• [Exercise] How many lines in the material below contain the word "spectator"? Reply with the number alone.

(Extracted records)
= = = =

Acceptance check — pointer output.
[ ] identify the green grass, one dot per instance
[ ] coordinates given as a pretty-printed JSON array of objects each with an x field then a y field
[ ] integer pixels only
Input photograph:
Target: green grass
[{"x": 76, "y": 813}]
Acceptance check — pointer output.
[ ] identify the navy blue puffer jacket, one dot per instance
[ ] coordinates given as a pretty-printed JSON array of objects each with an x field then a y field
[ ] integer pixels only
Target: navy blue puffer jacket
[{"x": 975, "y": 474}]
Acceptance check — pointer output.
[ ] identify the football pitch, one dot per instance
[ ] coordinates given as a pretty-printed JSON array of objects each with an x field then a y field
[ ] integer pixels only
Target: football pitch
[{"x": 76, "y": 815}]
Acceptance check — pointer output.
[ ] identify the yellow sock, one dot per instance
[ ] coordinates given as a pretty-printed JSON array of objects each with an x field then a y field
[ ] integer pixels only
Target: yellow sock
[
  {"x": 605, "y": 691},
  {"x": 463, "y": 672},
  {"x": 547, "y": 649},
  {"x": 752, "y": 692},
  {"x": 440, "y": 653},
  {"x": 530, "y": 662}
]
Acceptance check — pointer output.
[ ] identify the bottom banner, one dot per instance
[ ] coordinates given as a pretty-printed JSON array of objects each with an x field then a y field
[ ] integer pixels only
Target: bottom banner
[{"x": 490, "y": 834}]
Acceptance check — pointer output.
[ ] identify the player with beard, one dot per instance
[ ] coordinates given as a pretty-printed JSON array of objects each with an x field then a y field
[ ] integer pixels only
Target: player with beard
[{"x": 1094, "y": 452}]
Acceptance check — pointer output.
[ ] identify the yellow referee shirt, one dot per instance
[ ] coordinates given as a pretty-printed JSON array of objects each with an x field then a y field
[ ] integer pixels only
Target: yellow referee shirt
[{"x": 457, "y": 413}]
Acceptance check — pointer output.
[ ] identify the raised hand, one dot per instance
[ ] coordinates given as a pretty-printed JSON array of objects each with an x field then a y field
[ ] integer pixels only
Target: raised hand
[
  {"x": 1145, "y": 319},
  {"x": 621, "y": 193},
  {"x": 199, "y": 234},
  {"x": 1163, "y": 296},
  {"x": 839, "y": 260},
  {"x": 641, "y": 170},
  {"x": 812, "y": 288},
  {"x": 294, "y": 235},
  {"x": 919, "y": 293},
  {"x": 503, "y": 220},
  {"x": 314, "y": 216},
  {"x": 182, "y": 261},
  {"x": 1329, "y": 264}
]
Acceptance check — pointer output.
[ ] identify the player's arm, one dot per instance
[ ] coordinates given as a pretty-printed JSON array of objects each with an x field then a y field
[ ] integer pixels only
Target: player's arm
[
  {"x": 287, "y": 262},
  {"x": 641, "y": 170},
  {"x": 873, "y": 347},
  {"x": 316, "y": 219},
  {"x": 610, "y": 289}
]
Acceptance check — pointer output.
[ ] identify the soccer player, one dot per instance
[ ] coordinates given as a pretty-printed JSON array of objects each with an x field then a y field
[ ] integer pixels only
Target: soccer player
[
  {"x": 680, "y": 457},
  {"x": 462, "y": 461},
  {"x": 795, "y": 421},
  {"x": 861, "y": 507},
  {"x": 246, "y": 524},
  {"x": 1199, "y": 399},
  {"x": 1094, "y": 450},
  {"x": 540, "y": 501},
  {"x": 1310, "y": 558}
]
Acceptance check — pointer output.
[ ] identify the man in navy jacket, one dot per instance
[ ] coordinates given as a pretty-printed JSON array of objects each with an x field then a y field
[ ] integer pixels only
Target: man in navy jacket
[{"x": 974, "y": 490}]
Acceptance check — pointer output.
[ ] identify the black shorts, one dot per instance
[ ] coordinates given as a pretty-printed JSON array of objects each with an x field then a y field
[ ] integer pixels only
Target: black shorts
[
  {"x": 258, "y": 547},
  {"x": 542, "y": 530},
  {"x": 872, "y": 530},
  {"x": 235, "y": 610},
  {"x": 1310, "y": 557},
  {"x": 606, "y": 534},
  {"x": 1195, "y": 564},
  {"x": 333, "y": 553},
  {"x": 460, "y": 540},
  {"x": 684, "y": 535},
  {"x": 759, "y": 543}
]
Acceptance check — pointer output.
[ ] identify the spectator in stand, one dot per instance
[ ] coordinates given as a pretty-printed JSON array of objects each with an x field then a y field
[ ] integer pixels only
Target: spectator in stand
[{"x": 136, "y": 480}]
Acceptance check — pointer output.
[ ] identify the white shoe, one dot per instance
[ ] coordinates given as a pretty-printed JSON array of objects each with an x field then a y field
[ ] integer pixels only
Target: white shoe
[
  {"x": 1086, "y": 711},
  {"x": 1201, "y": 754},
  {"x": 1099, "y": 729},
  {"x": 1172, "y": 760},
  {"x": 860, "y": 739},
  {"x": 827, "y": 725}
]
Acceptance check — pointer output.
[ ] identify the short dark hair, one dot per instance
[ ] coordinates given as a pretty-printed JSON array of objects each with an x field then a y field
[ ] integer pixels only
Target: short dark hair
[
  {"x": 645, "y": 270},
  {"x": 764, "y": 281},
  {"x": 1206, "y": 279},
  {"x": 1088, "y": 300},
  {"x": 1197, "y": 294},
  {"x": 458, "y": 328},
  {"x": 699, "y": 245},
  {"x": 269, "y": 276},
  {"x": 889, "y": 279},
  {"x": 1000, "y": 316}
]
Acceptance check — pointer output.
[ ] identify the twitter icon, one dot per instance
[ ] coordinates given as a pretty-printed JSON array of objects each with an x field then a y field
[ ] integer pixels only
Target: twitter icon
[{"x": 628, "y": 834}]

= = = =

• [Written response] 2